>>>

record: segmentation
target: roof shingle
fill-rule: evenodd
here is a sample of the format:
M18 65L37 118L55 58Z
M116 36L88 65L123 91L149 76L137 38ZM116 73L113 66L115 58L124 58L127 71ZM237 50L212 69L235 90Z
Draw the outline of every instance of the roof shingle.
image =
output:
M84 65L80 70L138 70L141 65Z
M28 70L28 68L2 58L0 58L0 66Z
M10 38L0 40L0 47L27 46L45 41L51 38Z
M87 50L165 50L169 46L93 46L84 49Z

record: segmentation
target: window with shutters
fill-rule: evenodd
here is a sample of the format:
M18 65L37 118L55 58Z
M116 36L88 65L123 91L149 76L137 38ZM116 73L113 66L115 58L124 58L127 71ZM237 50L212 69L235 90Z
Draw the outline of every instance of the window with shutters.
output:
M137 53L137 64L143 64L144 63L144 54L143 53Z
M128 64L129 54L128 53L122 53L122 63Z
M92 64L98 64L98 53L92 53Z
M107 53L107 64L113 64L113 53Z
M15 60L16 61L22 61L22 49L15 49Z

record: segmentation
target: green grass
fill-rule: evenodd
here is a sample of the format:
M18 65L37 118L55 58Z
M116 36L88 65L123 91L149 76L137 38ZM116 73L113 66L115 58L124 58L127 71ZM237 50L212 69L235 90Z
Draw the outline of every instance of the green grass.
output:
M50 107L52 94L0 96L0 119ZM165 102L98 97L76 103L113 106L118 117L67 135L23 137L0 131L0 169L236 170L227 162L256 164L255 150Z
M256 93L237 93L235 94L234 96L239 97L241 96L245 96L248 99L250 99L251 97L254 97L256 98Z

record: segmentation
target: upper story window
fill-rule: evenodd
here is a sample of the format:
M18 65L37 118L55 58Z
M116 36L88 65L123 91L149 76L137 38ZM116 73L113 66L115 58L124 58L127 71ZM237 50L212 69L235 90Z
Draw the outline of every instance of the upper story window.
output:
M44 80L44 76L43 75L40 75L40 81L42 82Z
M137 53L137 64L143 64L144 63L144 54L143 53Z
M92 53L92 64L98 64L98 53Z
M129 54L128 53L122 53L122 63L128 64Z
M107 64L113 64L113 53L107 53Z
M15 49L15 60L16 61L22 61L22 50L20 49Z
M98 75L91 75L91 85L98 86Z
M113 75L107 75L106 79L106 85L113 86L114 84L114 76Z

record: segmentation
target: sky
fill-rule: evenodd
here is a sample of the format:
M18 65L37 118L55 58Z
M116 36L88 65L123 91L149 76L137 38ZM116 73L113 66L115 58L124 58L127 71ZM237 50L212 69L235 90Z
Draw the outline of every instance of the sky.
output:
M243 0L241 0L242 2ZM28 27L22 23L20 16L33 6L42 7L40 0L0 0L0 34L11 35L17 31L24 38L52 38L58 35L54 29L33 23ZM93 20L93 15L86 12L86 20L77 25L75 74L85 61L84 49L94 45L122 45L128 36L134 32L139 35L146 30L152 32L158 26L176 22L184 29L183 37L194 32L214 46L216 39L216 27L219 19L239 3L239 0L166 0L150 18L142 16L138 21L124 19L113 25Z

<<<

- **WHAT YOU ARE ASKED TO DO**: Could you rewrite every line of the records above as one numbered list, leaving out the blank lines?

- **OUTPUT**:
1. record: segmentation
2. target: roof shingle
3. fill-rule: evenodd
4. here is a sample of the format:
5. M18 65L37 118L55 58Z
6. M116 36L88 65L123 91L149 76L137 38ZM116 73L113 66L115 58L124 58L127 71ZM237 50L212 69L235 90Z
7. Draw the outline of every instance of the roof shingle.
8. image =
9. output:
10. M84 65L80 70L138 70L141 65Z
11. M28 70L28 68L2 58L0 58L0 66Z
12. M10 38L0 40L0 47L27 46L45 41L51 38Z
13. M87 50L165 50L169 46L93 46L84 49Z
14. record: segmentation
15. target: window with shutters
16. fill-rule: evenodd
17. here is a sample of the format:
18. M18 65L37 118L55 58Z
19. M116 36L88 65L123 91L149 76L137 38ZM116 73L113 66L115 58L124 58L127 71ZM237 50L212 69L235 90Z
20. Draw the outline of every instance of the window with shutters.
21. output:
22. M137 53L137 64L143 64L144 63L144 54L143 53Z
23. M128 64L129 54L128 53L122 53L122 63Z
24. M92 64L98 64L98 53L92 53Z
25. M107 53L107 64L113 64L113 53Z
26. M15 60L16 61L22 61L22 49L15 49Z
27. record: segmentation
28. target: green grass
29. fill-rule: evenodd
30. here is a sample of the format:
31. M18 65L37 118L55 58Z
32. M116 36L88 65L123 91L149 76L137 38ZM116 73L113 66L115 58L124 58L127 71ZM237 50L212 69L235 90Z
33. Draw the outline of every instance of the green grass.
34. output:
35. M50 107L52 94L0 96L0 119ZM165 102L98 97L76 103L113 106L118 117L67 135L23 137L0 131L0 169L236 170L227 162L256 164L255 150Z
36. M256 93L237 93L235 94L234 96L239 97L241 96L245 96L248 99L250 99L251 97L254 97L256 98Z
37. record: segmentation
38. target: upper story window
39. fill-rule: evenodd
40. here is a sample of the format:
41. M18 65L37 118L55 58Z
42. M116 36L88 65L123 91L149 76L137 38ZM116 73L113 66L115 58L124 58L127 71ZM237 50L212 69L235 90Z
43. Draw the outline of every instance of the upper story window.
44. output:
45. M44 80L44 76L43 75L40 75L40 81L42 82Z
46. M137 53L137 64L143 64L144 63L144 54L143 53Z
47. M92 53L92 64L98 64L98 53Z
48. M129 54L128 53L122 53L122 63L128 64Z
49. M107 64L113 64L113 53L107 53Z
50. M15 49L15 60L16 61L22 61L22 50L20 49Z
51. M98 75L91 75L91 85L98 86Z
52. M113 75L107 75L106 79L106 85L113 86L114 84L114 76Z
53. record: segmentation
54. target: sky
55. fill-rule: evenodd
56. here is a sample of the format:
57. M18 65L37 118L55 58Z
58. M116 36L88 65L123 91L149 76L137 38ZM116 73L113 66L115 58L124 58L127 71ZM237 50L212 69L235 90Z
59. Draw the outline of every instance of the sky.
60. output:
61. M243 0L241 0L242 2ZM28 27L22 23L20 16L33 6L42 7L40 0L0 0L0 34L11 35L17 31L24 38L52 38L58 35L54 29L33 23ZM93 20L93 15L86 12L86 20L77 25L75 74L85 61L84 49L94 45L122 45L128 36L134 32L139 35L146 30L152 32L158 26L176 22L184 29L183 37L194 32L214 46L216 39L216 27L219 19L239 3L239 0L166 0L150 18L142 16L138 21L124 19L113 25Z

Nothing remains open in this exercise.